> **PROBLEM TO SOLVE**
Search the entries for the word "instance". Copy each line in which it is found.

> **RECORDED INFORMATION**
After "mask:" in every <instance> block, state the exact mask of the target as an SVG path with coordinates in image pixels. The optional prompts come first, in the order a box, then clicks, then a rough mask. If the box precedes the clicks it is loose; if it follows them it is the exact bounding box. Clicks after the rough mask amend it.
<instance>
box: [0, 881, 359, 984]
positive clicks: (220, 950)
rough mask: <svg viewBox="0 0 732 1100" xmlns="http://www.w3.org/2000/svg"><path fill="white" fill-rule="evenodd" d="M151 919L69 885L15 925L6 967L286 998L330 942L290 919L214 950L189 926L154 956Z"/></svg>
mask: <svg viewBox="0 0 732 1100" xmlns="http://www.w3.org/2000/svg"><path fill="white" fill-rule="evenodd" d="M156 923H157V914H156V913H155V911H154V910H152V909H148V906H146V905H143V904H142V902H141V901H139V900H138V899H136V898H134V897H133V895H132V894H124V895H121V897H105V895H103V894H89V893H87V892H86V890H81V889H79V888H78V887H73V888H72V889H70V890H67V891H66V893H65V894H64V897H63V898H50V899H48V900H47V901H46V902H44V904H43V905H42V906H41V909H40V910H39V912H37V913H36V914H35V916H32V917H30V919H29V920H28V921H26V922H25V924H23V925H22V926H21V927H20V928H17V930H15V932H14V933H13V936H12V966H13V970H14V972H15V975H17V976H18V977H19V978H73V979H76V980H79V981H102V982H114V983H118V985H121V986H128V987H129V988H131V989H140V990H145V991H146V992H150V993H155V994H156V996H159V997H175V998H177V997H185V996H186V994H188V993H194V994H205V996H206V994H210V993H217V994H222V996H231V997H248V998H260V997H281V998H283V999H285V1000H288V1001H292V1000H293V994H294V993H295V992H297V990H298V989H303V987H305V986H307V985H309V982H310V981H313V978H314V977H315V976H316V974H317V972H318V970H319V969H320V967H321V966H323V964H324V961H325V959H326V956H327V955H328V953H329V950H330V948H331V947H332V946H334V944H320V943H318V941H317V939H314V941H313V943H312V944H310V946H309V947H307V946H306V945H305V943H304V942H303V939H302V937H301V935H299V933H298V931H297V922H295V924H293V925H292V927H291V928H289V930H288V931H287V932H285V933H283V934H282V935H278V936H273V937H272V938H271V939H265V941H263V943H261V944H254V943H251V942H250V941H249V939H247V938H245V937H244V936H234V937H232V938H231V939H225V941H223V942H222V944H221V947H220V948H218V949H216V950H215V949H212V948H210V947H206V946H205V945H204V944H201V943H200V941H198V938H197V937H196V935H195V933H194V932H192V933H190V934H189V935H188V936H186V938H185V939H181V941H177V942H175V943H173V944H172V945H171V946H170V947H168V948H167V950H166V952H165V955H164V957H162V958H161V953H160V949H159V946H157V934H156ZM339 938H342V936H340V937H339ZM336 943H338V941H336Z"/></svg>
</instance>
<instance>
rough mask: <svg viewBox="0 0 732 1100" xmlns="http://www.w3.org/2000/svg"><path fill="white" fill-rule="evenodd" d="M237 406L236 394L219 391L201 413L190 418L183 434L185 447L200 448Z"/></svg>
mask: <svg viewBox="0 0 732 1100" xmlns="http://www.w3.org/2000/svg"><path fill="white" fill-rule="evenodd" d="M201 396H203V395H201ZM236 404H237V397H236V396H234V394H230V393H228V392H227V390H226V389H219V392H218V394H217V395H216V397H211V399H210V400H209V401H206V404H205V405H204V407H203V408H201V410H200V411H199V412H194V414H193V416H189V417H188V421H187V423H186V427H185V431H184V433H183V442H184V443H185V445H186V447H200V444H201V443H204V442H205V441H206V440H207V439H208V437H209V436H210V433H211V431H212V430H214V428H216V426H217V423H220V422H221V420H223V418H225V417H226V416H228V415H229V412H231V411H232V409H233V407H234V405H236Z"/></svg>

> **ANSWER FOR THIS EXERCISE**
After "mask:" in every <instance> block, state the exact mask of the target as an SVG path with coordinates in image pixels. The optional prompts come first, in the order a box, then clicks, then a rough mask. If the box precedes the clicks it is loose; if it follows them it is the exact bounding box. Clicks after the rough mask amend it.
<instance>
</instance>
<instance>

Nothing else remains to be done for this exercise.